- DIRECTIONS
• 1. In the article on Rep. Trey Radel's guilty plea, what sentence did the judge impose?
• 2. Using the article on Rep. Trey Radel's guilty plea, explain why law enforcement began investigating him.
• 3. Resume the article on Rep. Trey Radel's cocaine plea from its last sentence.
Top of DOCUMENT PASSAGE
Rep. Trey Radel pleads guilty to cocaine possession
Updated: November 20, 2013 - 05:27 pm
(WJLA) - Florida Rep. Trey Radel pleaded guilty Wednesday to a misdemeanor count of cocaine possession.
A D.C. Superior Court judge sentenced Radel, 37, to a year of supervised probation and a $250 fine. The maximum penalty he faced in connection to the charge was 180 days in jail and a $1,000 fine.
During his court appearance, the judge explicitly asked Radel, R-Fla., what he thought he was buying; a question the Congressman simply responded, "A drug. Cocaine."
Radel's attorney says that he plans to return to Florida to seek inpatient treatment for substance abuse.
Radel, who was elected last year to represent a portion of southwest Florida that includes Naples and Fort Myers, was caught Oct. 29 in a "buy and bust" operation by federal law enforcement agents.
According to charging documents, law enforcement began investigating the Congressman after they received numerous tips that he had, on several occasions, bought and used cocaine.
On Oct. 29, an undercover police officer and a friend met Radel in Dupont Circle, where Radel invited both of them back to his apartment to use the drug. They declined, but the undercover officer told Radel that he had cocaine to sell him.
After a brief discussion, Radel bought 3.5 grams of cocaine for $260. Shortly after the purchase, federal agents approached him and told him that he had been caught.
Bottom of DOCUMENT PASSAGE
Top of ENTRIES SUPPLIED
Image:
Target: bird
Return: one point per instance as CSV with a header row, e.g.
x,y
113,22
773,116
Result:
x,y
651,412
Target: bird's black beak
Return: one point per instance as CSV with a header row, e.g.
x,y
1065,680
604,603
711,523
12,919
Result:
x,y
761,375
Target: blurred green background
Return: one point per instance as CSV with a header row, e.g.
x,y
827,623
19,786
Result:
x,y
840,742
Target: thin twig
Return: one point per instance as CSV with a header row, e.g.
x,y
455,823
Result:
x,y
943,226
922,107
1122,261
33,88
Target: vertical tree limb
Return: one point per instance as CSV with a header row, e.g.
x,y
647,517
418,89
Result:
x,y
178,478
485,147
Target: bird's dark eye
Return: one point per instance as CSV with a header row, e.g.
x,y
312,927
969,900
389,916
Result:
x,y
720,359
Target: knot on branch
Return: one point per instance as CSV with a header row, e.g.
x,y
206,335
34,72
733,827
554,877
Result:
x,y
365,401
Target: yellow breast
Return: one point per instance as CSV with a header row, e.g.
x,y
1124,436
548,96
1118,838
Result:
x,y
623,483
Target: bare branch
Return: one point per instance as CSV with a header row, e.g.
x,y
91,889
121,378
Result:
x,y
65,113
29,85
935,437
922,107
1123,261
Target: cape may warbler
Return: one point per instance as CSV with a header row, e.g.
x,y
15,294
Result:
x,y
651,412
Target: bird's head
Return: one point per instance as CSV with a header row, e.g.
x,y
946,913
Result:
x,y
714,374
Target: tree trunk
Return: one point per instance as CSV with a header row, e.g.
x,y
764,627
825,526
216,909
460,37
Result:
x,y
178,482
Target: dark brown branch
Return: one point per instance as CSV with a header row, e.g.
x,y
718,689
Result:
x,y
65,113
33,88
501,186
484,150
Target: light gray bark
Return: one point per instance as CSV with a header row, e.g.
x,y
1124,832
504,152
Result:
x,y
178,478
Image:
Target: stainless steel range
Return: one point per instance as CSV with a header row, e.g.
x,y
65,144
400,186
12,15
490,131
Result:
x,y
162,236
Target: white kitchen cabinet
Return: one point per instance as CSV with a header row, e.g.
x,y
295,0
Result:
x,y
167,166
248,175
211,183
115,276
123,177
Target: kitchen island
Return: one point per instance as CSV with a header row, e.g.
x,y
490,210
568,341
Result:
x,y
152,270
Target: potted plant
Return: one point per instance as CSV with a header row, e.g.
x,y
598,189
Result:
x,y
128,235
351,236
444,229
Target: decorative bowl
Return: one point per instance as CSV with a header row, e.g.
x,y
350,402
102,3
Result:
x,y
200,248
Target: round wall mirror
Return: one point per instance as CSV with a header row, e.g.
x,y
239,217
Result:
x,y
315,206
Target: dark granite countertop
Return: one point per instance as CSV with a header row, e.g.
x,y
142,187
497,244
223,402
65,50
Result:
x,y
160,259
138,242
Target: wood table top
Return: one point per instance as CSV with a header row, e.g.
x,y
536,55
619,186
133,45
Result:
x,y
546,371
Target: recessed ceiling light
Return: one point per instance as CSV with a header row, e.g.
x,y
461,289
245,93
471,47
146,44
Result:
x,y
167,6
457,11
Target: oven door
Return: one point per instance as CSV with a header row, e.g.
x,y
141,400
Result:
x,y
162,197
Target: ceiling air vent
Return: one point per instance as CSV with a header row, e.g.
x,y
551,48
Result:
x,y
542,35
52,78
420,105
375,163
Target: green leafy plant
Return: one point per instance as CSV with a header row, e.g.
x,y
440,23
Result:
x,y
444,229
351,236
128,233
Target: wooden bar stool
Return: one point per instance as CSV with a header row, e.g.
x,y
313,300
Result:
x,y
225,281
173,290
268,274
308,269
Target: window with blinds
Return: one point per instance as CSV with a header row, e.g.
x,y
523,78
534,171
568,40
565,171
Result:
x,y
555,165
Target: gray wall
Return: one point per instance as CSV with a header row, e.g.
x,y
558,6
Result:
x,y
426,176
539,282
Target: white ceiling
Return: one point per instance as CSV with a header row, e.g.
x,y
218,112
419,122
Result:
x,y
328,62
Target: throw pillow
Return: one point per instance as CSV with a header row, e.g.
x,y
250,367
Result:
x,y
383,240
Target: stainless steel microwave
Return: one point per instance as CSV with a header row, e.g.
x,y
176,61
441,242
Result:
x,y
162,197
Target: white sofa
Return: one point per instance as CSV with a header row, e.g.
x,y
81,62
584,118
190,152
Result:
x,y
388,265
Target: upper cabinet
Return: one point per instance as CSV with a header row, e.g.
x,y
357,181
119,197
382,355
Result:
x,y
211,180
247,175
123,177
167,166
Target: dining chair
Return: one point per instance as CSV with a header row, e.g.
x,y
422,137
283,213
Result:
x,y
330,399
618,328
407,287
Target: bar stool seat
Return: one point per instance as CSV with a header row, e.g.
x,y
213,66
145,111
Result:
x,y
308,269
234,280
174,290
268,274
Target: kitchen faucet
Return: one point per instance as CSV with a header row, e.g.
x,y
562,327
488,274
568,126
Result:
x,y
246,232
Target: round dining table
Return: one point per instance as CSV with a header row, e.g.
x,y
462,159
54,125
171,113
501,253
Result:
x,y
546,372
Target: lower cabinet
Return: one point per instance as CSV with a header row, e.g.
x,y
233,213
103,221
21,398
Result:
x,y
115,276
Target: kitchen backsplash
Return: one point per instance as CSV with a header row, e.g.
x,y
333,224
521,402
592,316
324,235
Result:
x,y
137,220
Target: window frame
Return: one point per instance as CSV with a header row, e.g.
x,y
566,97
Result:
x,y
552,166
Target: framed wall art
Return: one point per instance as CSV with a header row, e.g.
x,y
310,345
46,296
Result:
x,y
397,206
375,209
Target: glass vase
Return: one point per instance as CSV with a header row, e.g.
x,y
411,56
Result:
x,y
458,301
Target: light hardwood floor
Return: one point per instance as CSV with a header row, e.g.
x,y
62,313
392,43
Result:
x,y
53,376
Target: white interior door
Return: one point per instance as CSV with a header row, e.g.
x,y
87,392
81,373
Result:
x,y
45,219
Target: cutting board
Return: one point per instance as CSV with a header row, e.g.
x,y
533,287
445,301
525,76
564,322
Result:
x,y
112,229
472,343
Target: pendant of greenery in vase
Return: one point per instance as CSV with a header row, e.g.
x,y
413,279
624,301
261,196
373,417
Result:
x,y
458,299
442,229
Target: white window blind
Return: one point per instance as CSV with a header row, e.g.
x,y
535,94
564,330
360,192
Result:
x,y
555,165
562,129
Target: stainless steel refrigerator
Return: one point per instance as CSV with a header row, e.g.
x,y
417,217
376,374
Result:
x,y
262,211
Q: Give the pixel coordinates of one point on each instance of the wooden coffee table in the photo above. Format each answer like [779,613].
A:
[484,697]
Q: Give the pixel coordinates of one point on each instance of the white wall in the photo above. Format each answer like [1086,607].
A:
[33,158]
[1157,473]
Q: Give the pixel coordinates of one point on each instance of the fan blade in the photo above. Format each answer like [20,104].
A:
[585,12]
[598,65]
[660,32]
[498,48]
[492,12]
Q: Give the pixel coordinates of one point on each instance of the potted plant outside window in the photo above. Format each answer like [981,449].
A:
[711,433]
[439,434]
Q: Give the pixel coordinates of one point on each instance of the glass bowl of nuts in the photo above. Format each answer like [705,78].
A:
Bottom of ENTRIES SUPPLIED
- SET OF ANSWERS
• 1. A year of supervised probation and a $250 fine.

• 2. Law enforcement began investigating Radel after receiving numerous tips that he had bought and used cocaine on several occasions.

• 3.
Radel was never arrested, but he was charged that night with misdemeanor cocaine possession. During a visit to his apartment with agents, he admitted to buying the cocaine and turned over another vial of the drug that he had in his home.
The Congressman apologized in a statement Tuesday, saying that he had let down his family, friends and constituents.
"I know I have a problem and will do whatever is necessary to overcome it, hopefully setting an example for others struggling with this disease," he said in his statement.
His attorney says that Radel has already been involved in outpatient treatment for substance abuse in Washington.
This is Radel's first offense, so if he stays out of trouble and completes treatment, the charge against him will be dismissed. While many of his colleagues are not commenting, at least one group, the Florida Democratic Party, has called him an "embarrassment" to the state and said he should "resign immediately."